**TASK TO COMPLETE**: Can you rewrite the lines below as a numbered list, omitting any blank lines and leaving any pictures out of your answer?

**SUPPLIED MATERIAL**:
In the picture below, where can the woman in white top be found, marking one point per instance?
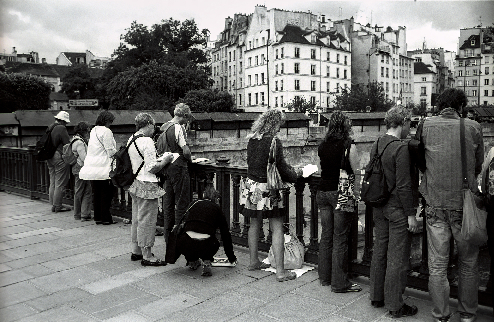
(101, 148)
(145, 190)
(82, 188)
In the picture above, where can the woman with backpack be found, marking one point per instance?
(83, 191)
(97, 165)
(144, 190)
(335, 222)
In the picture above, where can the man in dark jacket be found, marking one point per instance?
(394, 220)
(58, 170)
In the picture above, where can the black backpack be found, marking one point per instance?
(374, 191)
(45, 149)
(121, 174)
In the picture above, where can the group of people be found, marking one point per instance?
(395, 221)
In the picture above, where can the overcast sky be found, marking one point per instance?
(53, 26)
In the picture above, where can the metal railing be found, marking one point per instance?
(22, 174)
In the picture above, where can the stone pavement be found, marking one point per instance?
(54, 268)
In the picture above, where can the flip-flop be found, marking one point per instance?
(288, 277)
(349, 289)
(258, 266)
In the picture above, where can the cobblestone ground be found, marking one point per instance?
(54, 268)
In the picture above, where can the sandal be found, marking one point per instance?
(289, 276)
(349, 289)
(258, 266)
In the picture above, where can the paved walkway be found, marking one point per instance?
(54, 268)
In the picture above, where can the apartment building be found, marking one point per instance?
(271, 57)
(474, 65)
(380, 55)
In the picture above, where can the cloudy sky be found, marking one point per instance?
(53, 26)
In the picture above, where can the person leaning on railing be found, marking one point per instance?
(257, 201)
(335, 223)
(145, 191)
(97, 165)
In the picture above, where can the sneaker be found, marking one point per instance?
(467, 317)
(405, 310)
(443, 319)
(206, 268)
(194, 265)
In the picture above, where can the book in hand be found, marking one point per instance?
(223, 262)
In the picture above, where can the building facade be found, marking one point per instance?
(474, 65)
(380, 55)
(273, 57)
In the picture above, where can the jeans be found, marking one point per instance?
(441, 226)
(390, 258)
(103, 194)
(59, 172)
(144, 213)
(82, 198)
(177, 196)
(333, 246)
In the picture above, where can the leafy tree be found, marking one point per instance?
(23, 92)
(208, 100)
(299, 104)
(154, 86)
(358, 99)
(77, 83)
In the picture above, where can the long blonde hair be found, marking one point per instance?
(267, 123)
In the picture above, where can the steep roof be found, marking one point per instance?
(421, 68)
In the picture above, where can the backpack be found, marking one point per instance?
(374, 191)
(45, 149)
(121, 174)
(68, 155)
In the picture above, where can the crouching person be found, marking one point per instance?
(199, 241)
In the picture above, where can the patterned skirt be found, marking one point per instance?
(257, 201)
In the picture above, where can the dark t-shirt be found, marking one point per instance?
(330, 154)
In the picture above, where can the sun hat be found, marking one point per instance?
(63, 116)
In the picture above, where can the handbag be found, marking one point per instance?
(172, 253)
(473, 227)
(293, 254)
(346, 185)
(274, 181)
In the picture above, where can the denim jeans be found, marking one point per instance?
(333, 246)
(82, 198)
(177, 196)
(144, 213)
(390, 258)
(441, 226)
(59, 172)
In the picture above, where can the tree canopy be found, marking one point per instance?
(358, 99)
(23, 92)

**FINAL RESULT**:
1. In the picture below, where can the woman in white top be found, marking one point per instance?
2. (101, 148)
3. (145, 190)
4. (82, 188)
5. In the picture above, where can the woman with backpack be found, marking one point per instance?
6. (83, 191)
7. (97, 165)
8. (144, 190)
9. (335, 222)
10. In the picture above, where can the man in dark jacket be found, marking one point per instance?
11. (394, 220)
12. (58, 170)
13. In the picture above, where can the black backpack be found, marking one point per instance?
14. (374, 191)
15. (45, 149)
16. (121, 174)
17. In the picture above, where can the group of people be found, marking one point per instance?
18. (395, 221)
19. In the picture above, where can the overcast sky be found, marking one point per instance?
20. (53, 26)
21. In the picture above, where can the metal railing be found, marking one point per instance?
22. (22, 174)
23. In the picture above, where can the stone pavement be found, marking one point per instance?
24. (54, 268)
25. In the picture above, where can the flip-flop be found, marking one point per instance?
26. (288, 277)
27. (349, 289)
28. (258, 266)
29. In the picture above, where can the cobblestone ground be found, marking one point per instance?
30. (54, 268)
31. In the picture above, where can the sandal be found, marking one point per instance?
32. (289, 276)
33. (349, 289)
34. (258, 266)
35. In the picture above, where can the paved walkway be found, marking one point per instance?
36. (54, 268)
37. In the picture above, where can the apartment building be found, marking one point per instance?
38. (271, 57)
39. (474, 65)
40. (380, 55)
41. In the picture above, where can the cloudy sky be found, marking one point per instance?
42. (53, 26)
43. In the picture above, where can the person leaning on railing be found, marking one point per instance?
44. (257, 201)
45. (335, 223)
46. (145, 191)
47. (97, 165)
48. In the picture above, where can the sneaker be found, marking one point per instance?
49. (467, 317)
50. (405, 310)
51. (443, 319)
52. (206, 268)
53. (194, 265)
54. In the picture above, where can the book in hand be found, marking one point per instance?
55. (223, 262)
56. In the picture above, where can the building facade be found, marking one point per instance?
57. (474, 65)
58. (380, 55)
59. (273, 57)
60. In the picture above, where can the jeans be found, marking one point per instance?
61. (441, 226)
62. (390, 258)
63. (103, 194)
64. (59, 172)
65. (144, 213)
66. (82, 198)
67. (177, 196)
68. (333, 246)
69. In the picture above, where can the leafy tree be found, marking one point per instance?
70. (23, 92)
71. (208, 100)
72. (299, 104)
73. (154, 86)
74. (358, 99)
75. (77, 83)
76. In the picture above, where can the long blonde hair be found, marking one point per instance?
77. (267, 123)
78. In the picture above, where can the steep roof be found, marking one point per instance?
79. (421, 68)
80. In the picture above, where can the backpack be found, marking one point per instance?
81. (374, 191)
82. (45, 149)
83. (121, 174)
84. (68, 155)
85. In the picture above, where can the crouching person be found, marking one point per instance?
86. (199, 241)
87. In the picture above, where can the patterned skirt be found, marking one point per instance?
88. (257, 201)
89. In the picture above, where can the dark t-shirt be found, marking one point per instance?
90. (330, 154)
91. In the picture above, where can the sun hat be found, marking one point per instance?
92. (63, 116)
93. In the picture above, where can the handbag be found, marking one point per instance?
94. (172, 253)
95. (473, 227)
96. (293, 254)
97. (346, 185)
98. (274, 181)
99. In the picture above, where can the denim jeans be found, marking one point per instance?
100. (333, 246)
101. (82, 198)
102. (177, 196)
103. (144, 213)
104. (390, 258)
105. (441, 226)
106. (59, 172)
107. In the picture above, where can the tree canopy be found, marking one point per instance?
108. (358, 99)
109. (23, 92)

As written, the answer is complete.